- Your instructions
Among the lines of the records below, copy those that hold the word "watch".

────────────────────────────────────────

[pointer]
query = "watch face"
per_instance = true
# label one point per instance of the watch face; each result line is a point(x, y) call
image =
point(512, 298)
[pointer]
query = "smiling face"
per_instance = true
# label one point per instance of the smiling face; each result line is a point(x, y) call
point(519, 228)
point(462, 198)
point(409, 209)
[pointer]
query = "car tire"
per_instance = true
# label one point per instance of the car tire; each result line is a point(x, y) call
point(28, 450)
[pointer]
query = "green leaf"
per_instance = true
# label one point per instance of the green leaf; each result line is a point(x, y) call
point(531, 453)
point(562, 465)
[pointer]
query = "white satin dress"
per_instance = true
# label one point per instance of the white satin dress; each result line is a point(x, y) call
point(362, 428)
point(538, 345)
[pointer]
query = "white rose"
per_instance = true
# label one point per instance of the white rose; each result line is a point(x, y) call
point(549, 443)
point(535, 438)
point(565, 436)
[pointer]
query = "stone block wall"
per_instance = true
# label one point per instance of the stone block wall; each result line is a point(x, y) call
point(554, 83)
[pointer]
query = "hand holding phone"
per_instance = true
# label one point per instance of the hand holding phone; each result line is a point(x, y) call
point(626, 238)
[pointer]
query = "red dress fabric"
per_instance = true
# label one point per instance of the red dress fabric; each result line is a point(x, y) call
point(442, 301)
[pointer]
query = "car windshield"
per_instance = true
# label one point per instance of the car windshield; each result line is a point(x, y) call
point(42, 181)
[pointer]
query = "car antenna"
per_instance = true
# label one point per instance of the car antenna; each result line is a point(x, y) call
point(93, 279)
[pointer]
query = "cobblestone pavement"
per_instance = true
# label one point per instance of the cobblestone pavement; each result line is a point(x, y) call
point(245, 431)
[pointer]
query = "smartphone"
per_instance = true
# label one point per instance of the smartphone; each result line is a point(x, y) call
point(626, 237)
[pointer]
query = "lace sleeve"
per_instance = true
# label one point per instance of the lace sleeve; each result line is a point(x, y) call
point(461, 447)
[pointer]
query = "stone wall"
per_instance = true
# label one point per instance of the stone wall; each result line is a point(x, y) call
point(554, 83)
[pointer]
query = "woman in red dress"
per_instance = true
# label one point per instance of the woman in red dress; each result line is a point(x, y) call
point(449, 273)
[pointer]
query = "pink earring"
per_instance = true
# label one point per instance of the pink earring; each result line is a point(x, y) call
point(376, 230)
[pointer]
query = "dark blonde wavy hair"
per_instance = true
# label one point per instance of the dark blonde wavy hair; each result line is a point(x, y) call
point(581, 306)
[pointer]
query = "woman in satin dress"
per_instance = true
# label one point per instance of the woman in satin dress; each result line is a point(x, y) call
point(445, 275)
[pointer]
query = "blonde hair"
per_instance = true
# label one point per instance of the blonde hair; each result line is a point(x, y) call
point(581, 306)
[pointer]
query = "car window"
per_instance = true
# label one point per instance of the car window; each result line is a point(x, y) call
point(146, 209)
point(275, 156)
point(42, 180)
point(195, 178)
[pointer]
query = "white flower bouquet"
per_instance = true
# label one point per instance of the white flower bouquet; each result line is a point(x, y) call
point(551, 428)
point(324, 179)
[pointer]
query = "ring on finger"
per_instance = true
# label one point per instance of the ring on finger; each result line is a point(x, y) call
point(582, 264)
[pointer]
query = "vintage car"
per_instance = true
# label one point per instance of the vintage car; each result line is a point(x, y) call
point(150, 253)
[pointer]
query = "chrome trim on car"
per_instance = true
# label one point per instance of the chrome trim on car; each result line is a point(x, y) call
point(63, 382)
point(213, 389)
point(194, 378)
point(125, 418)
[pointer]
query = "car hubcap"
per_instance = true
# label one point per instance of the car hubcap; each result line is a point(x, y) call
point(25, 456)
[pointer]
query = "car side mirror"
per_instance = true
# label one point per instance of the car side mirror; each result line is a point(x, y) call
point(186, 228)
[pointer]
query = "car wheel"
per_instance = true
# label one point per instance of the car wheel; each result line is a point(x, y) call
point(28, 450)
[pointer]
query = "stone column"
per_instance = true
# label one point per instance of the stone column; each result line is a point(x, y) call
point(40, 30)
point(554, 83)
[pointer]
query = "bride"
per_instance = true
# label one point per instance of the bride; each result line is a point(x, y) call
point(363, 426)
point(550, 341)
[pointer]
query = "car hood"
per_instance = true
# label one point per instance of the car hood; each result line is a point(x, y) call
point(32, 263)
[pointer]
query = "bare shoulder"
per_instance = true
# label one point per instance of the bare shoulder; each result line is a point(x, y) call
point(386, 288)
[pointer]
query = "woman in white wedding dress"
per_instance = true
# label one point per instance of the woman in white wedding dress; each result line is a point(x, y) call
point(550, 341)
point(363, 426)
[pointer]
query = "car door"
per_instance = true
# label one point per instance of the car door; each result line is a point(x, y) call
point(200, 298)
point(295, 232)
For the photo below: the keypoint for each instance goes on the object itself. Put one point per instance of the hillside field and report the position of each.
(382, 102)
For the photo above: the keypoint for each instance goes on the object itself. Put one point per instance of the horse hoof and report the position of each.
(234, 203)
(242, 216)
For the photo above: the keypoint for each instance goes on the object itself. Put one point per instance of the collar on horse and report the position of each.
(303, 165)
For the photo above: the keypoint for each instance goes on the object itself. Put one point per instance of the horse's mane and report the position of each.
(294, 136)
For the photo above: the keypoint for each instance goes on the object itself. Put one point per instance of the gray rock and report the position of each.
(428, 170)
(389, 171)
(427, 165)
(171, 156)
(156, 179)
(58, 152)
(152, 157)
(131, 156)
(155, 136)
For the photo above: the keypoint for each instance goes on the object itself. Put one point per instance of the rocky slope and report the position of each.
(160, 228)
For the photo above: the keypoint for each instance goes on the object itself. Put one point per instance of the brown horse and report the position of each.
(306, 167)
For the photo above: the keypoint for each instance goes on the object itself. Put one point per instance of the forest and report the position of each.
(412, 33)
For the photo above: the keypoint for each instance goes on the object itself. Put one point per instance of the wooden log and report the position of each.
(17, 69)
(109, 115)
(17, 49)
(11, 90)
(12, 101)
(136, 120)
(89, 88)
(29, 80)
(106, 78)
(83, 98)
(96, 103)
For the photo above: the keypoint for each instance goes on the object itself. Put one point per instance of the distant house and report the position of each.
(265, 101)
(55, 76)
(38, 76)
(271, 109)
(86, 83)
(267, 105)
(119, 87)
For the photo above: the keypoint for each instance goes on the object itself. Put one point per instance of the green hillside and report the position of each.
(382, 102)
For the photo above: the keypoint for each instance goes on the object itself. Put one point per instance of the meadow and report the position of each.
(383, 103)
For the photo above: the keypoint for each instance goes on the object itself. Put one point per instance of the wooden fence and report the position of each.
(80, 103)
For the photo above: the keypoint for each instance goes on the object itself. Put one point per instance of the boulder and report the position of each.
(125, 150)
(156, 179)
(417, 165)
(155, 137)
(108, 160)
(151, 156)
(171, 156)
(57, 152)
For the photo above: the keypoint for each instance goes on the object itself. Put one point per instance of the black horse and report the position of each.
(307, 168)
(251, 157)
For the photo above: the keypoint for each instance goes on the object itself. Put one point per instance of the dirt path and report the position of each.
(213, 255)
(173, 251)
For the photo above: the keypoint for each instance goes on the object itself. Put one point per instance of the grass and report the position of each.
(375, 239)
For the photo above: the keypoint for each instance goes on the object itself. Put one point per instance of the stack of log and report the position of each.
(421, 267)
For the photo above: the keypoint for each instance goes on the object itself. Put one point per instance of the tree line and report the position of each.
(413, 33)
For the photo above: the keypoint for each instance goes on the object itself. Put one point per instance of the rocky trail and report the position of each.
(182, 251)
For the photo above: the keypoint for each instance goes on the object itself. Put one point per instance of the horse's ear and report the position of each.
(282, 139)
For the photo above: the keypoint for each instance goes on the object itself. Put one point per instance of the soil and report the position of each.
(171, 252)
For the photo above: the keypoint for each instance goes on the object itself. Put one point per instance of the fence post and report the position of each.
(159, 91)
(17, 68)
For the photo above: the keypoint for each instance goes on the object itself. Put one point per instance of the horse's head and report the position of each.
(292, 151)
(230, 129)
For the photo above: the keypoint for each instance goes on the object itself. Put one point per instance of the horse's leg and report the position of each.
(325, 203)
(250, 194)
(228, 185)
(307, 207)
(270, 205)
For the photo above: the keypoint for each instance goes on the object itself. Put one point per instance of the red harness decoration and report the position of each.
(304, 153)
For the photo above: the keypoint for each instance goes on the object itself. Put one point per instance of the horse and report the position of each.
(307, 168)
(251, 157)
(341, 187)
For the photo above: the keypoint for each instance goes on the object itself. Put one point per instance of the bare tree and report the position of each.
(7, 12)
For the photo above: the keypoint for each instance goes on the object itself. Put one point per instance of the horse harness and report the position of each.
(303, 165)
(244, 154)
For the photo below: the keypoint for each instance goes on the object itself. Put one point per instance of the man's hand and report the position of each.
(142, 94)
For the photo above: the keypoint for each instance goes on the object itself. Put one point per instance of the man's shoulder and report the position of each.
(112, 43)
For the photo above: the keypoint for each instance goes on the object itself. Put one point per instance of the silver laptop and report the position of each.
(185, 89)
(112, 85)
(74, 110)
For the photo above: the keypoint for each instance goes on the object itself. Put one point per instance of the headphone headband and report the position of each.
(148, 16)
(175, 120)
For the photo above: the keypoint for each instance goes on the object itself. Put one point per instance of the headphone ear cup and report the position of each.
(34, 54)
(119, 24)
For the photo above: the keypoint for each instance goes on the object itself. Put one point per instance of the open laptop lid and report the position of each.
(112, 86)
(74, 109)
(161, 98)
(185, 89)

────────────────────────────────────────

- Answer to this problem
query = "watch face"
# label one point per instance of the watch face; each result line is a point(x, y) call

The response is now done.